#### WHAT YOU WILL DO:
Output, without any change, everything from the line containing "For each <instance>, the" down to the line containing "box: [152, 115, 239, 176]", with both of those lines included.

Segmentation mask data
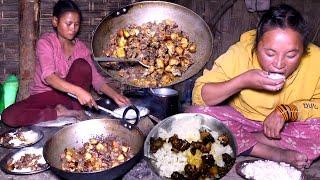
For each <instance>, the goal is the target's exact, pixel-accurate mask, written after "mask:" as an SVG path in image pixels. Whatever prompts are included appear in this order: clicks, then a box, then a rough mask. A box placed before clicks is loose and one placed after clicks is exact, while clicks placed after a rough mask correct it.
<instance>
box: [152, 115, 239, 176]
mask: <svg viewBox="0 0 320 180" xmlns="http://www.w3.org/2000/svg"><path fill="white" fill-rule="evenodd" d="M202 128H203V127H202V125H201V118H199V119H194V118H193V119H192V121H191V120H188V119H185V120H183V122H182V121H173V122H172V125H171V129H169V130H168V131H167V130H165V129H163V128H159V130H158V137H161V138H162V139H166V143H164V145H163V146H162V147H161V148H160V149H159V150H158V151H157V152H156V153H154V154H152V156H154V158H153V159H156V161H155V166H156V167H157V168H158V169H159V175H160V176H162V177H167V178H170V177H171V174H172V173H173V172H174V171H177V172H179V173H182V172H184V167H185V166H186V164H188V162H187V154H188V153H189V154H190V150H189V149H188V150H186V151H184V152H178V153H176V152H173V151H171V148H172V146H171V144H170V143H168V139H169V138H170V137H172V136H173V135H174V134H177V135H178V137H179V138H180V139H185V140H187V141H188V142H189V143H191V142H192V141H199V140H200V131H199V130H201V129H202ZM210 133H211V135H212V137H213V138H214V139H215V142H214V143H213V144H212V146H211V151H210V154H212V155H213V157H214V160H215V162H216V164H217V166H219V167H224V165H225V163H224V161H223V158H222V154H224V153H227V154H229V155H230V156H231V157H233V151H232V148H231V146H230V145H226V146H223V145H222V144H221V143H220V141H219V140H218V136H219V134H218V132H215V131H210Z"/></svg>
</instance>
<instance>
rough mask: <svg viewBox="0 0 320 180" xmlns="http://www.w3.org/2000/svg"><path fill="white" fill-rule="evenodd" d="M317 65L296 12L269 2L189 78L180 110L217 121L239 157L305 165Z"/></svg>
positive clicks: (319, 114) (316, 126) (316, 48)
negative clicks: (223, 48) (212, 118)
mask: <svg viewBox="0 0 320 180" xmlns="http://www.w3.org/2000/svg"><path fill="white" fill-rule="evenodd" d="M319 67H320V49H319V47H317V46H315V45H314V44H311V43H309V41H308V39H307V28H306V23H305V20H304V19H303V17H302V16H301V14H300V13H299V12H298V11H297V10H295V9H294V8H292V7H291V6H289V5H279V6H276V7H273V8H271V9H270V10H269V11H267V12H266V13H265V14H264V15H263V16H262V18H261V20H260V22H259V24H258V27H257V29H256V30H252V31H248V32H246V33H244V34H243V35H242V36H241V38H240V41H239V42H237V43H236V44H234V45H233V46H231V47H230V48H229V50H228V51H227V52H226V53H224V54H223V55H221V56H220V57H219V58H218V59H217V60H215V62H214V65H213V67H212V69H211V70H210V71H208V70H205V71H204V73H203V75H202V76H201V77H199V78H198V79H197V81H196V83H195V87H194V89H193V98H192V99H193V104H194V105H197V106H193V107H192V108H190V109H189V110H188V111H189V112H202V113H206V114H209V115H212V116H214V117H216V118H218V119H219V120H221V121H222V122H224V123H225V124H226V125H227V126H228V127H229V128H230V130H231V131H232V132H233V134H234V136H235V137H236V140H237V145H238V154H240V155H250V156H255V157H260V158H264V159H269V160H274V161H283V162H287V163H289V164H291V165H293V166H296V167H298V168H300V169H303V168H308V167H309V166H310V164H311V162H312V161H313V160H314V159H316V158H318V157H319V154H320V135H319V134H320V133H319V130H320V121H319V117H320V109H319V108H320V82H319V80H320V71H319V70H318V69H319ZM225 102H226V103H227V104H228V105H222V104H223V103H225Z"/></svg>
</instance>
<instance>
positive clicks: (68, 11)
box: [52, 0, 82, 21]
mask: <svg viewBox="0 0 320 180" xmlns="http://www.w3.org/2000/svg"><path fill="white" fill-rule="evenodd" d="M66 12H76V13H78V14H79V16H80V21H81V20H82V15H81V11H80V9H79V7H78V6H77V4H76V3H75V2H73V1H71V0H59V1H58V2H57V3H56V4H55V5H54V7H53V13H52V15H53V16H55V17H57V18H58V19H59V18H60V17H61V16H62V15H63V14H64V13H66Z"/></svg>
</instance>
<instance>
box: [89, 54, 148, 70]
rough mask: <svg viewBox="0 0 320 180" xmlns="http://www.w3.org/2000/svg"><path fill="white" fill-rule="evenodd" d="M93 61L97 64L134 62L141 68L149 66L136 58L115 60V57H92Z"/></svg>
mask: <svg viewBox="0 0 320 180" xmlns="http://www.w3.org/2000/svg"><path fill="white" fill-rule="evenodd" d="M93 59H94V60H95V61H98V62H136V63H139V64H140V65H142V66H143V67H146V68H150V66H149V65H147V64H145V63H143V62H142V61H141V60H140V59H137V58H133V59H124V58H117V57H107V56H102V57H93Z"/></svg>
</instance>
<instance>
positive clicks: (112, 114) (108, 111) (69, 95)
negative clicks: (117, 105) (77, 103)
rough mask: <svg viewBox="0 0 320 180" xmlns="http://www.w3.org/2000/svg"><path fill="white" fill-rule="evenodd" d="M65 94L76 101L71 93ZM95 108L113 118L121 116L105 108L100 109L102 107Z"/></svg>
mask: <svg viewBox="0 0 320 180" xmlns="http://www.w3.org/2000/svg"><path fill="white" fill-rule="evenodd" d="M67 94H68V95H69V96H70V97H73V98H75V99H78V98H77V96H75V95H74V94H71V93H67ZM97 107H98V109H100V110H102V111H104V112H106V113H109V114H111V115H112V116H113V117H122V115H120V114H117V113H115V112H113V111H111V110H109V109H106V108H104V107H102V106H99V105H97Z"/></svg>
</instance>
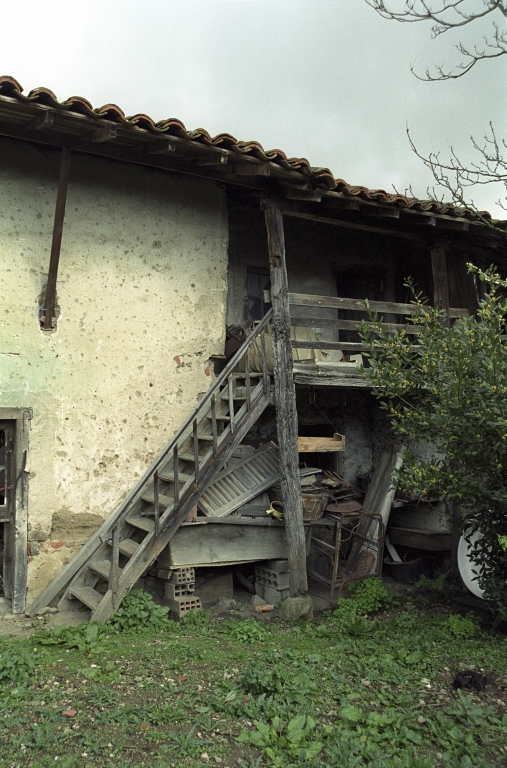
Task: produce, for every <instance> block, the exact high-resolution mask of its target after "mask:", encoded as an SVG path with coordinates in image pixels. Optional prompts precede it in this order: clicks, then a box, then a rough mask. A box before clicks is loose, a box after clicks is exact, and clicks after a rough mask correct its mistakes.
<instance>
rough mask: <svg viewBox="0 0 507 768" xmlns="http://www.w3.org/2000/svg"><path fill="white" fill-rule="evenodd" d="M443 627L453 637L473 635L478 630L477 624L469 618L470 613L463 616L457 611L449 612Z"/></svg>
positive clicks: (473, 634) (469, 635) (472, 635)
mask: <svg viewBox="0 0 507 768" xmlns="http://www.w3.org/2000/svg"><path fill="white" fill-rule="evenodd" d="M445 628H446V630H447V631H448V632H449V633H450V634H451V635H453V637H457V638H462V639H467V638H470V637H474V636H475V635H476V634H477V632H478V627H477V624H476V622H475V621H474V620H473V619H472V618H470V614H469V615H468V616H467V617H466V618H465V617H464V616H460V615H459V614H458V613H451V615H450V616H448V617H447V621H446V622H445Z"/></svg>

...

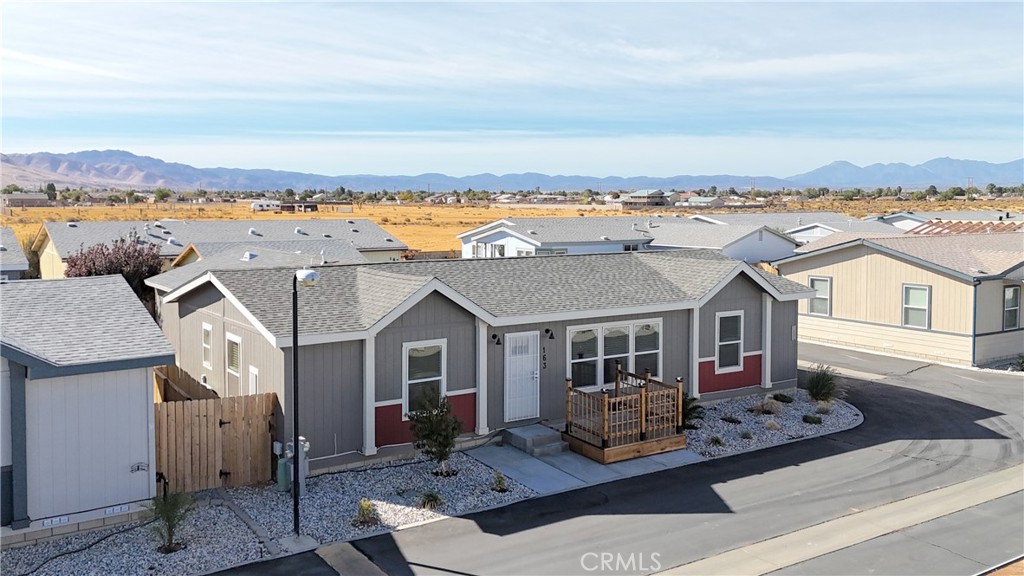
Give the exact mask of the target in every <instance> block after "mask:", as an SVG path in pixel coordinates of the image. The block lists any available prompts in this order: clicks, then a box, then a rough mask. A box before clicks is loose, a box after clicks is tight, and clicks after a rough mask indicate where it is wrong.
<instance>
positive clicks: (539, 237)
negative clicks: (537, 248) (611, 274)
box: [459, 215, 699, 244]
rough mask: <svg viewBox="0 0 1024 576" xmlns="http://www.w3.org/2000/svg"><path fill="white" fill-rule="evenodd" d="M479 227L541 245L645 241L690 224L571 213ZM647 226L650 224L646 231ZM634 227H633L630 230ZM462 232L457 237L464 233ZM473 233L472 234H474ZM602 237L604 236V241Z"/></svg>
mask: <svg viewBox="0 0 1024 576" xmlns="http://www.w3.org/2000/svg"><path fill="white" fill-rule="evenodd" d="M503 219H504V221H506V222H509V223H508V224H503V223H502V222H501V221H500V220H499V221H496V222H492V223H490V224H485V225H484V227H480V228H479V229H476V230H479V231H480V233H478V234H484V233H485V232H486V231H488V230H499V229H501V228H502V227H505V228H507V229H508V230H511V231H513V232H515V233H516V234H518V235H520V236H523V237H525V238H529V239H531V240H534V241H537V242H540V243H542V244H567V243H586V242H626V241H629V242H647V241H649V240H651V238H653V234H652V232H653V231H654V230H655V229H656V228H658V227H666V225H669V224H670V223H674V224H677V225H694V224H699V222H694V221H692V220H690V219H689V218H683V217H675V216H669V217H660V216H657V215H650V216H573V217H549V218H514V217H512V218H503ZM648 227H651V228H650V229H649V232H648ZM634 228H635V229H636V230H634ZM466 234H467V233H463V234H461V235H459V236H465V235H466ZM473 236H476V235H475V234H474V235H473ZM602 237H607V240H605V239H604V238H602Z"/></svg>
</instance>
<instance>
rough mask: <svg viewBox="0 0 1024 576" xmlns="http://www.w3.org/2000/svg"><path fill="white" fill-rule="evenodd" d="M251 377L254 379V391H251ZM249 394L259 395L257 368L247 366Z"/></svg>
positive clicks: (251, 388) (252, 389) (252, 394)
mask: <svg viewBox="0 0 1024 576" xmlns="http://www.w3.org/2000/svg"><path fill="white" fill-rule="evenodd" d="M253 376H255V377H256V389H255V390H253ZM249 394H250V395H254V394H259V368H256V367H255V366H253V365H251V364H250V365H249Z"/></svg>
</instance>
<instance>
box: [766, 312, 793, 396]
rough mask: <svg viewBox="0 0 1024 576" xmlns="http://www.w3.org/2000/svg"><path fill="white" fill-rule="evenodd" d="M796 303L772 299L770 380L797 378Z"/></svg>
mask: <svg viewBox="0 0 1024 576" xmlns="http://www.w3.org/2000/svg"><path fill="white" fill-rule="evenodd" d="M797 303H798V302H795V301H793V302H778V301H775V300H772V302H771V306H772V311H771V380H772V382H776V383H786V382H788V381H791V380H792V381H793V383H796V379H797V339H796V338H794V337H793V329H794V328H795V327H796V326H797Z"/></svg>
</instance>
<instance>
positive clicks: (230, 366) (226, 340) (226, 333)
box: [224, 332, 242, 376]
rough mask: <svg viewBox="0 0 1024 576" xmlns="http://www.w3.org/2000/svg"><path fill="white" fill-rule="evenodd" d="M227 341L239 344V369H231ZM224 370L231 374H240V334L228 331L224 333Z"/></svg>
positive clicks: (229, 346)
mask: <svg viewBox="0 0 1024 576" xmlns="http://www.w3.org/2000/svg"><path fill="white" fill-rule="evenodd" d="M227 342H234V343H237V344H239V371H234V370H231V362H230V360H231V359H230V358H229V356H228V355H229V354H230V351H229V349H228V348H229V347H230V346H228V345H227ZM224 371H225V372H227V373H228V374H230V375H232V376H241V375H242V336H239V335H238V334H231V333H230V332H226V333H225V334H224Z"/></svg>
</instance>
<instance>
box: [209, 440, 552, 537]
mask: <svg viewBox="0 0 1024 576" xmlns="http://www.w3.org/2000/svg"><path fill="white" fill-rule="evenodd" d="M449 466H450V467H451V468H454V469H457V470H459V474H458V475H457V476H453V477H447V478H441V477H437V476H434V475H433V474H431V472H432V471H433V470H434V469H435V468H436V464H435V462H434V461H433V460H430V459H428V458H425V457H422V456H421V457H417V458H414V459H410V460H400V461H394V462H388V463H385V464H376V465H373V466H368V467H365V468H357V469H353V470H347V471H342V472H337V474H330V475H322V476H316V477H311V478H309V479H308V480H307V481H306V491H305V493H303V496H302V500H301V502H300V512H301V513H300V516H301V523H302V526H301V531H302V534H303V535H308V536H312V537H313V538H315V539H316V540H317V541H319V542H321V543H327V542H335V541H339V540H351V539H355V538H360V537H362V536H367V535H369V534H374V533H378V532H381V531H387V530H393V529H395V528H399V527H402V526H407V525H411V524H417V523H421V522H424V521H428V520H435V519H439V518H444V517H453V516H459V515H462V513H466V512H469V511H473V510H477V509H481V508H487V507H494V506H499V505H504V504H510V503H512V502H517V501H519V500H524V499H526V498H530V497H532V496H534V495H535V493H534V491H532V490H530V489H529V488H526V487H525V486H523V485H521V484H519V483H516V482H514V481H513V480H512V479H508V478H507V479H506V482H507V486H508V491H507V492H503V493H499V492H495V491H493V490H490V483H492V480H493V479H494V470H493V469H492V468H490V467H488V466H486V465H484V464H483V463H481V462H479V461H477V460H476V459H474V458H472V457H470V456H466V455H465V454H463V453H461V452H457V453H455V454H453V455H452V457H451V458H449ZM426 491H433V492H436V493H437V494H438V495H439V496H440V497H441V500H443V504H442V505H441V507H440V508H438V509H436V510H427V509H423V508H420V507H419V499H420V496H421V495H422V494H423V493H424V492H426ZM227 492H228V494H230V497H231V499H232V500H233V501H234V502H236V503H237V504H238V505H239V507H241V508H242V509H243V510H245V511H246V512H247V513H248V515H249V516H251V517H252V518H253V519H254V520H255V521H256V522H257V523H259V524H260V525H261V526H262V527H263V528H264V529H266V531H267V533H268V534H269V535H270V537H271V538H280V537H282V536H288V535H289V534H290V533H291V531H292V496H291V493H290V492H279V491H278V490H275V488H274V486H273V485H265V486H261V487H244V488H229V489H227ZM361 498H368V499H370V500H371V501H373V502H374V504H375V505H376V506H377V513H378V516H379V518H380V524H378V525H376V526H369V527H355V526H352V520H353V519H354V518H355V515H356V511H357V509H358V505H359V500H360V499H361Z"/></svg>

#### RESPONSE BOX:
For each <instance>, the goal is the target's exact, pixel-accurate mask, written after "mask:" as an SVG path in image pixels. Whatever prompts are included appear in this order: clicks, then a box, then a rough mask. A box placed before clicks is loose and one placed after clicks is exact, while clicks placed after a rough mask correct it.
<instance>
box: [152, 115, 239, 176]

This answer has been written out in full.